# TEXTE À LIRE

——

Je ne voyais pas d’avenir dans mon village alors je suis parti à Madrid. J’y ai appris le métier de maçon, dans une école des métiers et j’y ai travaillé jusqu’en 1959. Entre temps j’étais retourné dans mon village. A Madrid, j’habitais près d’un cimetière et je voyais passer tous les jours des camions grillagés, chargés d’hommes dont certains chantaient l’International qui allaient être fusillés là-bas, directement. A cette époque on réclamait des travailleurs pour partir en Angleterre, en France, au Venezuela… Alors avec d’autres collègues nous avons demandé notre solde et nous avons répondu à la convocation d’ingénieurs français.
L’immigration
Je suis arrivé à Besançon le 1er mars 1960. Le 3, je travaillais à la piscine de Chalezeule. Trois mois après on nous a emmenés au 408. Après avoir achevé mon contrat, je suis rentré à Madrid.
Lorsque j’ai voulu revenir à Besançon, ma femme m’a dit d’accord mais je viens avec toi. Mais je n’avais pas de logement et les dortoirs proposés aux travailleurs migrants n’étaient pas mixtes. Ces dortoirs se trouvaient rue de la Gibelotte. Nous étions 80 et 4 par chambre, en majorité des espagnols et des italiens. Alors j’ai demandé aux hommes de ma chambre de bien vouloir se répartir dans d’autres pièces pour que je partage la mienne avec ma femme. Elle est restée enfermée toute la journée pendant une semaine et sortait uniquement le soir, après minuit, pour descendre aux sanitaires.
La barrière de la langue est bien réelle lorsqu’on arrive de l’étranger. Mais je me souviens qu’à l’Uniprix (actuel Monoprix), le patron disait aux caissières : « ils vont vous donner leur porte-monnaie et vous les aiderez bien. ».

——

# CONSIGNE A
Pour chacune des affirmations (i), (ii) et (iii), indique si elle concorde avec le texte sur l’immigration à Besançon en répondant par oui ou par non, puis cite mot pour mot le passage qui tranche. (i) La personne qui témoigne a appris le métier de maçon dans une école des métiers à Madrid. (ii) Les dortoirs destinés aux travailleurs migrants étaient mixtes. (iii) La personne qui témoigne est arrivée à Besançon le 3 mars 1960.
Le texte et les enregistrements n’ont aucun lien entre eux.

# DONNÉES FOURNIES
——

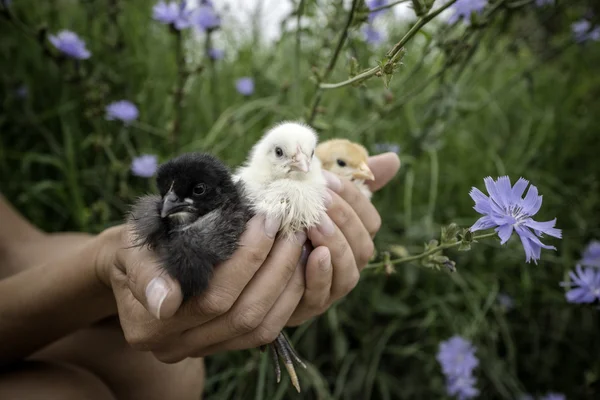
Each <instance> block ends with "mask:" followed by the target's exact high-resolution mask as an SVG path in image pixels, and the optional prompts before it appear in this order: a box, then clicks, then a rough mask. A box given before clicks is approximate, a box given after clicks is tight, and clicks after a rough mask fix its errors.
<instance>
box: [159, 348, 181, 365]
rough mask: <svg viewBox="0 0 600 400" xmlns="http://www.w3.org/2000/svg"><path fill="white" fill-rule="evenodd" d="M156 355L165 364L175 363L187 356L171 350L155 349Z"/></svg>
mask: <svg viewBox="0 0 600 400" xmlns="http://www.w3.org/2000/svg"><path fill="white" fill-rule="evenodd" d="M152 354H153V355H154V357H155V358H156V359H157V360H158V361H160V362H163V363H165V364H175V363H178V362H179V361H181V360H183V359H184V358H185V357H184V356H181V355H179V354H175V353H172V352H170V351H153V352H152Z"/></svg>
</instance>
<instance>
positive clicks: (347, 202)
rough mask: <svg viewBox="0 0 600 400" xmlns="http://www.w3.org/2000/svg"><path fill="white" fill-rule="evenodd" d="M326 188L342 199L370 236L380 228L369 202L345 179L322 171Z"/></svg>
mask: <svg viewBox="0 0 600 400" xmlns="http://www.w3.org/2000/svg"><path fill="white" fill-rule="evenodd" d="M323 175H324V176H325V180H326V181H327V185H328V187H329V188H330V189H331V190H332V191H333V192H335V193H337V194H338V195H339V196H340V197H341V198H342V199H344V200H345V201H346V202H347V203H348V205H349V206H350V207H352V209H353V210H354V212H355V213H356V215H358V218H360V220H361V221H362V223H363V225H364V227H365V228H366V229H367V231H368V232H369V234H370V235H371V236H375V233H377V231H378V230H379V228H380V227H381V217H380V216H379V213H378V212H377V209H376V208H375V206H373V204H372V203H371V201H370V200H369V199H368V198H367V197H366V196H365V195H363V194H362V193H361V192H360V189H359V188H358V187H357V186H356V185H355V184H354V183H352V182H350V181H349V180H348V179H346V178H339V177H337V176H336V175H334V174H332V173H331V172H329V171H323Z"/></svg>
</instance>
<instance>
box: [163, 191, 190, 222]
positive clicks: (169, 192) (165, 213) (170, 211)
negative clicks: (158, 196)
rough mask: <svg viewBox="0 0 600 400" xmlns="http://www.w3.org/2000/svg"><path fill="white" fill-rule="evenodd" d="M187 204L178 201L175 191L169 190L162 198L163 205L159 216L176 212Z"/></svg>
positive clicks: (164, 217)
mask: <svg viewBox="0 0 600 400" xmlns="http://www.w3.org/2000/svg"><path fill="white" fill-rule="evenodd" d="M188 206H189V204H188V203H186V202H184V201H180V200H179V198H178V197H177V195H176V194H175V193H173V192H172V191H169V192H168V193H167V194H166V195H165V198H164V201H163V207H162V210H161V212H160V217H161V218H165V217H168V216H169V215H172V214H175V213H176V212H179V211H182V210H183V209H185V208H187V207H188Z"/></svg>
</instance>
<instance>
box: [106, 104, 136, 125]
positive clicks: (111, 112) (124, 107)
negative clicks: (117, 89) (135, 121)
mask: <svg viewBox="0 0 600 400" xmlns="http://www.w3.org/2000/svg"><path fill="white" fill-rule="evenodd" d="M138 115H139V112H138V109H137V107H136V106H135V104H133V103H132V102H130V101H128V100H119V101H115V102H113V103H110V104H109V105H108V106H106V119H107V120H109V121H112V120H120V121H123V122H125V123H128V122H131V121H133V120H136V119H137V117H138Z"/></svg>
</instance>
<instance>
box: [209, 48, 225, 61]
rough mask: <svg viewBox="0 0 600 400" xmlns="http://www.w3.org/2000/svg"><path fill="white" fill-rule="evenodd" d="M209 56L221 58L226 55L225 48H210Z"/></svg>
mask: <svg viewBox="0 0 600 400" xmlns="http://www.w3.org/2000/svg"><path fill="white" fill-rule="evenodd" d="M208 56H209V57H210V58H212V59H213V60H220V59H222V58H223V57H225V50H222V49H214V48H213V49H210V50H208Z"/></svg>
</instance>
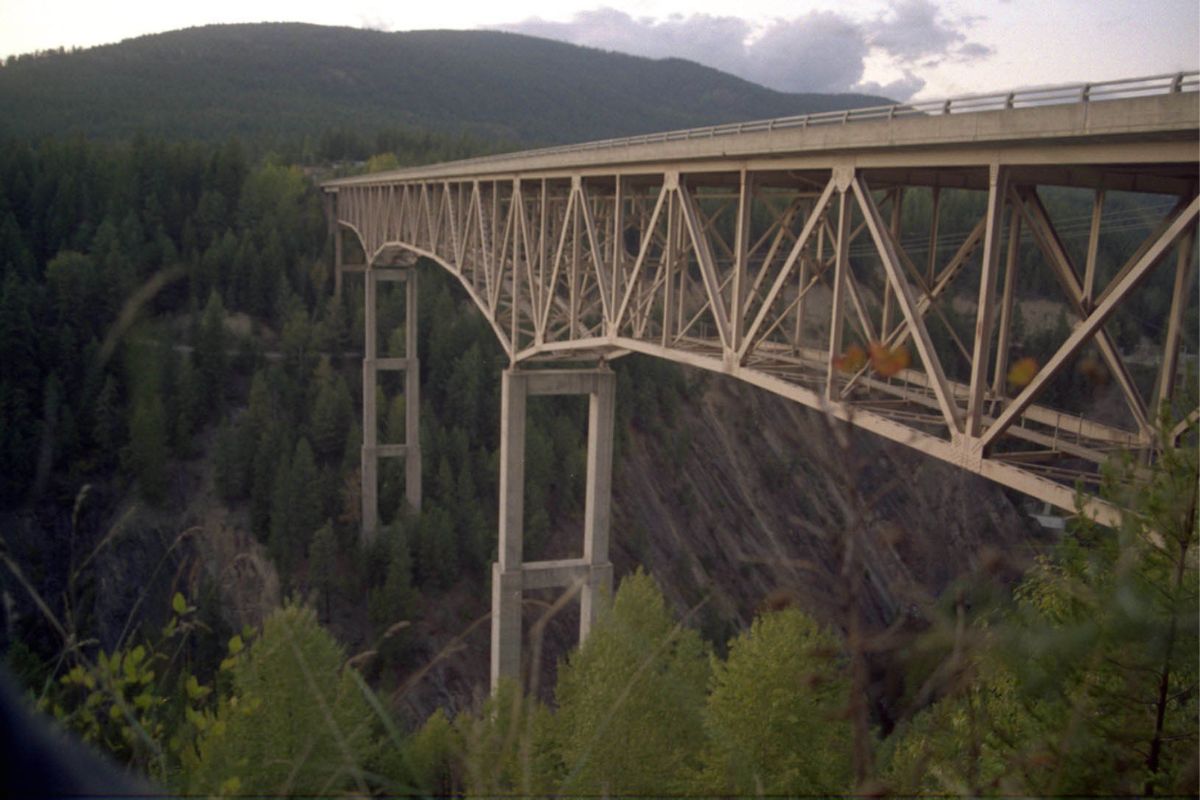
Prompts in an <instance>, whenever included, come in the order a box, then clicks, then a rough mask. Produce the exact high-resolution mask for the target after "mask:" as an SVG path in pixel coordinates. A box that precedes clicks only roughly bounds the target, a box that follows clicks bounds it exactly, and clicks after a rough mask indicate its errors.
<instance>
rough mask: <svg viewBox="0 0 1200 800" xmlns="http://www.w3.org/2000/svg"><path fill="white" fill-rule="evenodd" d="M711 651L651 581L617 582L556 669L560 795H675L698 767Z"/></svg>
mask: <svg viewBox="0 0 1200 800" xmlns="http://www.w3.org/2000/svg"><path fill="white" fill-rule="evenodd" d="M708 673H709V667H708V656H707V654H706V648H704V645H703V643H702V642H701V638H700V636H698V634H697V633H696V632H695V631H692V630H690V628H688V627H684V626H682V625H676V622H674V620H673V619H672V616H671V613H670V612H668V610H667V608H666V601H665V600H664V599H662V594H661V593H660V591H659V588H658V587H656V585H655V583H654V581H653V579H652V578H650V577H649V576H647V575H644V573H643V572H641V571H638V572H635V573H634V575H630V576H628V577H626V578H625V579H624V581H622V583H620V589H619V590H618V591H617V595H616V597H614V599H613V601H612V607H611V609H608V610H607V613H605V614H604V615H602V616H601V618H600V620H599V621H598V622H596V625H595V626H594V627H593V628H592V633H590V636H589V637H588V639H587V642H584V643H583V644H582V646H580V649H578V650H577V651H576V652H574V654H571V655H570V656H568V660H566V663H565V664H563V666H560V667H559V673H558V674H559V678H558V686H557V687H556V690H554V697H556V699H557V700H558V715H557V716H556V721H554V728H556V740H557V742H558V747H559V753H560V757H562V762H563V764H564V766H565V770H566V772H565V777H564V780H563V783H562V787H560V790H562V792H564V793H565V794H581V793H582V794H606V795H620V794H638V795H647V794H649V795H655V794H664V795H671V794H680V793H685V792H688V790H689V789H690V788H691V786H692V782H694V780H695V771H696V770H697V769H698V757H700V751H701V748H702V746H703V742H704V730H703V721H702V714H703V708H704V687H706V684H707V681H708Z"/></svg>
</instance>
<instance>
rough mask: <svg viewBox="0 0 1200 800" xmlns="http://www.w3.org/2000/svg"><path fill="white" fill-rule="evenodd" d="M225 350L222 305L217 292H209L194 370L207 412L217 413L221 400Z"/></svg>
mask: <svg viewBox="0 0 1200 800" xmlns="http://www.w3.org/2000/svg"><path fill="white" fill-rule="evenodd" d="M227 347H228V341H227V337H226V331H224V303H223V302H222V301H221V295H220V294H218V293H217V290H216V289H212V291H211V294H209V301H208V303H206V305H205V306H204V315H203V317H202V318H200V331H199V336H198V338H197V342H196V368H197V369H198V371H199V373H200V385H202V386H203V387H204V396H205V397H206V398H208V401H209V403H210V408H209V409H208V411H210V413H211V411H217V413H220V410H221V405H222V401H223V398H224V392H226V384H227V373H228V357H227V355H226V348H227ZM214 407H215V408H214Z"/></svg>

——

# CONSIGNE B
Compte les lignes des enregistrements qui contiennent la chaîne « positive », puis donne uniquement ce nombre.

# RÉPONSE A
(i) Oui : « J’y ai appris le métier de maçon, dans une école des métiers »
(ii) Non : « les dortoirs proposés aux travailleurs migrants n’étaient pas mixtes »
(iii) Non : « Je suis arrivé à Besançon le 1er mars 1960. »

# RÉPONSE B
4